Items from a data source
- - - -
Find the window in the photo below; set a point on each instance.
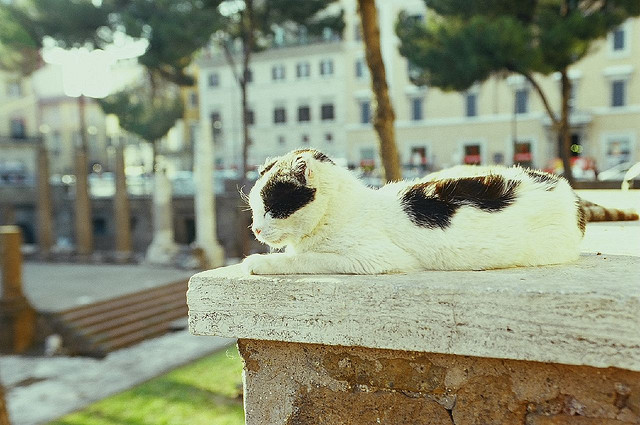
(327, 112)
(277, 72)
(193, 100)
(329, 34)
(361, 68)
(416, 108)
(471, 104)
(278, 36)
(414, 72)
(618, 92)
(522, 154)
(618, 150)
(419, 157)
(357, 32)
(472, 155)
(304, 113)
(216, 126)
(214, 79)
(365, 112)
(303, 70)
(100, 226)
(367, 159)
(522, 101)
(193, 133)
(618, 39)
(326, 67)
(14, 89)
(279, 115)
(17, 128)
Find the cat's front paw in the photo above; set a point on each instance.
(258, 264)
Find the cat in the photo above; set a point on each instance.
(463, 218)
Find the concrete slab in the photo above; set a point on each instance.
(584, 313)
(52, 287)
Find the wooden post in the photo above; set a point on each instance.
(17, 317)
(4, 414)
(83, 223)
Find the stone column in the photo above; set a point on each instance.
(122, 209)
(83, 223)
(163, 248)
(45, 206)
(17, 317)
(204, 198)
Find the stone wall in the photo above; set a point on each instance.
(18, 206)
(310, 384)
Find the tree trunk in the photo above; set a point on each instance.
(122, 208)
(384, 115)
(4, 414)
(564, 131)
(247, 48)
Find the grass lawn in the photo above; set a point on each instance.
(204, 392)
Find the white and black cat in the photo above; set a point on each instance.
(464, 218)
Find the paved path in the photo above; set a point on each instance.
(40, 389)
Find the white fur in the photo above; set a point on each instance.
(354, 229)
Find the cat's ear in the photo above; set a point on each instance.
(269, 163)
(302, 170)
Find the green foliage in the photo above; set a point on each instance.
(203, 393)
(146, 111)
(468, 41)
(175, 30)
(18, 50)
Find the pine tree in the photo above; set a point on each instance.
(469, 41)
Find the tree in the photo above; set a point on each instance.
(148, 111)
(468, 42)
(384, 115)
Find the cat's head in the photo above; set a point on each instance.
(288, 199)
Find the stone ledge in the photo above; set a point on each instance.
(587, 313)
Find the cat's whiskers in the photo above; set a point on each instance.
(243, 195)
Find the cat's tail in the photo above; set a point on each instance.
(595, 212)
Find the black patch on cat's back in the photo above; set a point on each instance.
(316, 154)
(424, 210)
(266, 168)
(550, 180)
(433, 204)
(491, 193)
(282, 198)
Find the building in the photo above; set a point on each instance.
(296, 99)
(18, 127)
(499, 121)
- - - -
_TASK REQUIREMENTS_
Write out, exactly as given, the line containing "Find the green" and every line after it to the end of the records. Include nothing else.

_ANSWER SECTION_
Find the green foliage in the photo above; set a point on each instance.
(203, 393)
(146, 111)
(468, 41)
(175, 30)
(18, 50)
Find the pine tree in the photo above; set a point on each instance.
(469, 41)
Find the tree in the photo above; set a point on each instance.
(148, 111)
(468, 42)
(384, 115)
Find the cat's head in the photo above; set a point on each instance.
(288, 199)
Find the stone ledge in the photo above; set a point on each instance.
(587, 313)
Find the cat's whiskers in the photo above; set a point on each instance.
(243, 195)
Find the cat's tail in the photo above; set a point on each instance.
(595, 212)
Find the black patch on cat's back in the photo above; set a point on each instance.
(316, 154)
(424, 210)
(266, 168)
(550, 180)
(433, 204)
(491, 193)
(282, 198)
Find the building in the photo above; set a point on each instance.
(296, 99)
(18, 127)
(499, 121)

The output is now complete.